-------- Data section --------
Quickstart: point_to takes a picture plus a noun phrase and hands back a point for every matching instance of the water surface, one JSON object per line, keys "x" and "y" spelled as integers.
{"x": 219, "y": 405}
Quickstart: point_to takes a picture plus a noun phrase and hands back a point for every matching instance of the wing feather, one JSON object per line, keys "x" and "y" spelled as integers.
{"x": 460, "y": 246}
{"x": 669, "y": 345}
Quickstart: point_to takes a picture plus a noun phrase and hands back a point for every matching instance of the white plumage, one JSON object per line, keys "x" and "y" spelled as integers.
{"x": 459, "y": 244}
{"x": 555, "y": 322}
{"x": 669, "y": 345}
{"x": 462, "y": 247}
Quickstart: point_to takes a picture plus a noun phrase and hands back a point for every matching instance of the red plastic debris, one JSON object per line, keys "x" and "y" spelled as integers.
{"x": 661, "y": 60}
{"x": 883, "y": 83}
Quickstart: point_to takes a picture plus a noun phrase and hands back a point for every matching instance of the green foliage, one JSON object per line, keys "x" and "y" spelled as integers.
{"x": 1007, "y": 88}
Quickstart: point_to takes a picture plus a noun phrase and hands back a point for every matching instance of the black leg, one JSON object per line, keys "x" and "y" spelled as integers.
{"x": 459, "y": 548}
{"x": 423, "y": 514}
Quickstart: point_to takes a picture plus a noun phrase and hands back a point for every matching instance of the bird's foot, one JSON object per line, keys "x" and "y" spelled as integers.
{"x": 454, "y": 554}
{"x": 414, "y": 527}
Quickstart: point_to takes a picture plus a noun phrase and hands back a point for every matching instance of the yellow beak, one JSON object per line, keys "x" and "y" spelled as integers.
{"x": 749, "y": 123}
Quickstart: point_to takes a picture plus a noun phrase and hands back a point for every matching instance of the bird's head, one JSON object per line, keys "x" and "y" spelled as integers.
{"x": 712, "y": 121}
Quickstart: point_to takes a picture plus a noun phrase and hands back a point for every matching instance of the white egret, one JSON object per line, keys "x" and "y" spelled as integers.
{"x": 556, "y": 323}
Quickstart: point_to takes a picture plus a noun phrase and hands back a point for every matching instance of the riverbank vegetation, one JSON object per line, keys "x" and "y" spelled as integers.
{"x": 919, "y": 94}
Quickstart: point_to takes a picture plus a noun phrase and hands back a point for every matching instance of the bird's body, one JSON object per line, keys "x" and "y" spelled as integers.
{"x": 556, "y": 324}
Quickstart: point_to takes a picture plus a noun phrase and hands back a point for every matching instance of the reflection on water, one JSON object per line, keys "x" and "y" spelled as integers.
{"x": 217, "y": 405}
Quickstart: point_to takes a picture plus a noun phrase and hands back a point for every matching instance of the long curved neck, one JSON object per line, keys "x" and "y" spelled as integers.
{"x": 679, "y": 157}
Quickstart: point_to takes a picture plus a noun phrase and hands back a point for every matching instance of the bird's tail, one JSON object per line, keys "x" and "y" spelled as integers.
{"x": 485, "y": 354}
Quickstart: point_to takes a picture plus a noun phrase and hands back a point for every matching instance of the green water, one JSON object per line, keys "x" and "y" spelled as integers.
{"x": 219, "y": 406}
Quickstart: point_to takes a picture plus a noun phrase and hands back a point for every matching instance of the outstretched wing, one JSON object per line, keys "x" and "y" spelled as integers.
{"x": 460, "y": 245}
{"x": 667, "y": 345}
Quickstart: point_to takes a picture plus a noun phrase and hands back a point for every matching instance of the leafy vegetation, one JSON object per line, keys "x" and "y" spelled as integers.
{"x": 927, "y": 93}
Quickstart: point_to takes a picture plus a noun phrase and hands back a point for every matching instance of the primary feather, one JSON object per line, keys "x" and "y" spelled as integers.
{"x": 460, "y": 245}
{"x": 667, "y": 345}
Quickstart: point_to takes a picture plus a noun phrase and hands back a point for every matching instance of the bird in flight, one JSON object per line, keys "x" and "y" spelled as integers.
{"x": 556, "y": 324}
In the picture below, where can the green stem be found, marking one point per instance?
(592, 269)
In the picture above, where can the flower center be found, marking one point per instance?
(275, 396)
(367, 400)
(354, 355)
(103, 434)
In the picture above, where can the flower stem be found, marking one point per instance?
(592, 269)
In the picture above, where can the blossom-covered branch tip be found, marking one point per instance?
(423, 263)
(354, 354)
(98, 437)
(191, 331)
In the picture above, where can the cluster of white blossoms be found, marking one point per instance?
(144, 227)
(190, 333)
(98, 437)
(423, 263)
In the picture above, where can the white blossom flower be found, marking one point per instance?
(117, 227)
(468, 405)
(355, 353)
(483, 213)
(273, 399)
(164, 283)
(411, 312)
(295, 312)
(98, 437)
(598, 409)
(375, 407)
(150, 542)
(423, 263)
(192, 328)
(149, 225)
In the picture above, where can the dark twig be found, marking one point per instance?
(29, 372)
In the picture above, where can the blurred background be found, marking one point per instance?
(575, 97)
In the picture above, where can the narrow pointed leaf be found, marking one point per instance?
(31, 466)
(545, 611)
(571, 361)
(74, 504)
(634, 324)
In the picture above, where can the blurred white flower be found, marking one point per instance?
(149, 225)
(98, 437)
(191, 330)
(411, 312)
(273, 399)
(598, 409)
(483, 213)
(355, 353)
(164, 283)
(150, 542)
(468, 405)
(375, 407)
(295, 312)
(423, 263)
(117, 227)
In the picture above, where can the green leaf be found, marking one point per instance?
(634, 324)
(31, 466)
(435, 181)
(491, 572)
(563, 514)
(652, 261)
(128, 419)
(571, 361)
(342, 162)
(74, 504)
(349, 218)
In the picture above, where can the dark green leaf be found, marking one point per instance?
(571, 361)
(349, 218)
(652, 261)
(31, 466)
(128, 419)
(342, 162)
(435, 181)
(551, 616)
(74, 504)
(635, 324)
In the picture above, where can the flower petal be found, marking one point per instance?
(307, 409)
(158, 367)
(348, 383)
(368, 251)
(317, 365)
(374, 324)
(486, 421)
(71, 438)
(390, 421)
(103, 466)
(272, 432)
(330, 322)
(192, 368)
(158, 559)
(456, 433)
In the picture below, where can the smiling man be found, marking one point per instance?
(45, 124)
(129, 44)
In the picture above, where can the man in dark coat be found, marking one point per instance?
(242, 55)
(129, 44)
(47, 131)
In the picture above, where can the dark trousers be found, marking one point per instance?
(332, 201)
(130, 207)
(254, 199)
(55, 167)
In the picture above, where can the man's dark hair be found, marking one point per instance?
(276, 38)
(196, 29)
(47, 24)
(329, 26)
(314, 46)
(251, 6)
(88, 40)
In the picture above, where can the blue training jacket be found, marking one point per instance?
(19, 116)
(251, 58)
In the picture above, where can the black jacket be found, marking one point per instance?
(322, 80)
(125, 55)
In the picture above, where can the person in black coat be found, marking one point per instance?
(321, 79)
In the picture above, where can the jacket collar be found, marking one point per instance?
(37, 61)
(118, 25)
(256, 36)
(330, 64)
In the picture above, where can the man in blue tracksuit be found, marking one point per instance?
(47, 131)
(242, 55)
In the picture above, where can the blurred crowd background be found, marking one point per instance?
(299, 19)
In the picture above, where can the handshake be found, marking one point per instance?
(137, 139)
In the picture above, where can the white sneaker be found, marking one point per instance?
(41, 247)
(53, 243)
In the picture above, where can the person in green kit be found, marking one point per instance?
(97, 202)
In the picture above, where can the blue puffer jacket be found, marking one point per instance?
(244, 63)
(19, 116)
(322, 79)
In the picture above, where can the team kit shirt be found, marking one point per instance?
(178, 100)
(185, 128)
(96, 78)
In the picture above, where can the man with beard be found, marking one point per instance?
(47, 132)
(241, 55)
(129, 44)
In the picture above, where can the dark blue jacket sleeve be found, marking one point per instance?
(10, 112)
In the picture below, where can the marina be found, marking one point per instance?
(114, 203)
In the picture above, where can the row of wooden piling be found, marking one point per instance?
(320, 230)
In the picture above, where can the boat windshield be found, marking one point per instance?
--------
* Exercise objective
Reproduce verbatim the part of the records that begins with the line containing "In the picture above, where can the blue puffer" and continues through the end of the records, including both of those ends.

* Exercise response
In the picture above, where can the blue puffer jacket be found, marking one point per instance?
(244, 63)
(19, 116)
(322, 79)
In the picture above, where can the team kit shirt be found, marking one point per instance?
(178, 100)
(185, 128)
(96, 78)
In the picture above, where can the man with beard be found, marking one point per instance?
(47, 132)
(241, 55)
(129, 44)
In the picture above, where can the dark blue jacket sleeve be found, marking one point per instance?
(10, 112)
In the picture below, where can the marina be found, marking one point per instance?
(114, 203)
In the picture above, where can the row of wooden piling be found, marking one point per instance?
(320, 230)
In the picture above, where can the boat windshield be found, marking one point per instance?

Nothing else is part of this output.